- [EXTRAIT]
L'autocensure chez les correspondants français en Israël
A l'occasion du Salon israélien du livre de langue française organisée ce mercredi 25 mai 2011 au centre Menachem Begin de Jérusalem, plusieurs journalistes français ont été invités à s'exprimer sur le traitement du conflit israélo-palestinien dans les médias. Delphine Matthieussent, correspondante de Libération en Israël, Jean-Luc Allouche, ancien correspondant du même quotidien en Israël et Stéphane Amar, correspondant de la RTBF et de BFM TV en Israël ont ainsi participé à une table ronde ouverte au public.
Abordant le sujet des rédactions tournantes,
les journalistes ont expliqué à quel point il était difficile d'avoir un contrôle total sur son article jusqu'à sa parution dans le journal. Pour Delphine Matthieussent, il n'y a pas de ''diktat de la part des rédactions. Les correspondants ont une grande marge de manœuvre. Il est vrai qu'il existe, comme dans tout journal, une ligne éditoriale et des limites à ne pas franchir. A Libération par exemple, c'est une affaire de personne, l'acceptation ou non de l'article dépend de celui qui relira''. ''Chacun écrit avec sa vision ou son ignorance'', a-t-elle ajouté.

[Entrées tirées d'une collection]
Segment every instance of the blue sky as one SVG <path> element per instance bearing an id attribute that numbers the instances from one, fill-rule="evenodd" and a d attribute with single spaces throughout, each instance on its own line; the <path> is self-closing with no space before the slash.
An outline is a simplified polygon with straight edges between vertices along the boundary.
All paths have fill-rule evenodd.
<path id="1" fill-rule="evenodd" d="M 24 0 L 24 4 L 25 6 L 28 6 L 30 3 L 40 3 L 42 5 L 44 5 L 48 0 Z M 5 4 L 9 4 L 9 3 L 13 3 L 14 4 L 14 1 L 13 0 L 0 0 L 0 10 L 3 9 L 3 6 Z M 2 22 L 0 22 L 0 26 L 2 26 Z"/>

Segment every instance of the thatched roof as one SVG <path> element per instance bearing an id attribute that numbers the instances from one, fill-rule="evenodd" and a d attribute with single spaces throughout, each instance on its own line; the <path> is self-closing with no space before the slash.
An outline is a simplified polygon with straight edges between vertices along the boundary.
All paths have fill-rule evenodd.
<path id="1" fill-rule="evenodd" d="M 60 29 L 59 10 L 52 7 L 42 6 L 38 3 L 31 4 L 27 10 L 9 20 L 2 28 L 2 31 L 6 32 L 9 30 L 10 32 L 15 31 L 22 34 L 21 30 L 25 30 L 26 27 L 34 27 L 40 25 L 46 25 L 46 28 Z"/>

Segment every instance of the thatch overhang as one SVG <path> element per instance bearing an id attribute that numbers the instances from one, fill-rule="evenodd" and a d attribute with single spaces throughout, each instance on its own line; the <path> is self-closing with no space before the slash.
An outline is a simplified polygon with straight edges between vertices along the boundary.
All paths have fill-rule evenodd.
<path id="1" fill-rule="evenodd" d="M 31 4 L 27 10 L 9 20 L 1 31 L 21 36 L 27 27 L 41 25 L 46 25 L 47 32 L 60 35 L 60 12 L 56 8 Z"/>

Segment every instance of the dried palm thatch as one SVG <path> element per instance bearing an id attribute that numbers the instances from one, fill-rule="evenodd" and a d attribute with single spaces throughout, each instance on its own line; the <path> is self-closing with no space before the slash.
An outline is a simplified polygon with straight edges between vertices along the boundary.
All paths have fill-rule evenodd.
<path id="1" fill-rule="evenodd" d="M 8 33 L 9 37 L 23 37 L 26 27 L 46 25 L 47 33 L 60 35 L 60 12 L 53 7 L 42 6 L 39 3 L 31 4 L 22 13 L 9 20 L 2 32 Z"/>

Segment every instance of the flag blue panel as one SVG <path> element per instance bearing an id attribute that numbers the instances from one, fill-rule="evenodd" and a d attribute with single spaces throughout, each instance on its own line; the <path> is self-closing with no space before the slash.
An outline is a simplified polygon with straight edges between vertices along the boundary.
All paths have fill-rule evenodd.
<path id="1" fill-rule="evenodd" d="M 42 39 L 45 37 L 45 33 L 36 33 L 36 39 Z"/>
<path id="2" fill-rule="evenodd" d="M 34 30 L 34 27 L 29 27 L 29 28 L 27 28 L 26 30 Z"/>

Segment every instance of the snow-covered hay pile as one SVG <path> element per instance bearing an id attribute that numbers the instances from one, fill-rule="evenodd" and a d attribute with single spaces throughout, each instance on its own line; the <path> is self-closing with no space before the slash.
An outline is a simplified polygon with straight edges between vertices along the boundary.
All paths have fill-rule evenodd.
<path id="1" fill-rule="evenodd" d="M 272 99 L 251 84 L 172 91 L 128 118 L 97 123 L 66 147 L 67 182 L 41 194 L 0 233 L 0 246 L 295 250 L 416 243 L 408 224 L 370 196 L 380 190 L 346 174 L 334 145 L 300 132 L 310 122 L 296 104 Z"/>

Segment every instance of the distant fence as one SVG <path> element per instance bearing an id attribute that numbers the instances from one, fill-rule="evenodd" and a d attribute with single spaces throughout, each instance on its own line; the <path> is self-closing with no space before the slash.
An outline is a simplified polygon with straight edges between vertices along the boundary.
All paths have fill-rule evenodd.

- [TÂCHES À RÉALISER]
a. Selon l'article sur l'autocensure des correspondants, dans quel lieu de Jérusalem s'est tenu le Salon israélien du livre de langue française ?
b. Recopiez mot pour mot le passage de l'article sur l'autocensure des correspondants qui commence par « Abordant le sujet » et se termine par « ignorance'', a-t-elle ajouté. ».

- [RÉSULTATS DE L'EXERCICE]
a. Au centre Menachem Begin de Jérusalem.

b.
Abordant le sujet des rédactions tournantes,
les journalistes ont expliqué à quel point il était difficile d'avoir un contrôle total sur son article jusqu'à sa parution dans le journal. Pour Delphine Matthieussent, il n'y a pas de ''diktat de la part des rédactions. Les correspondants ont une grande marge de manœuvre. Il est vrai qu'il existe, comme dans tout journal, une ligne éditoriale et des limites à ne pas franchir. A Libération par exemple, c'est une affaire de personne, l'acceptation ou non de l'article dépend de celui qui relira''. ''Chacun écrit avec sa vision ou son ignorance'', a-t-elle ajouté.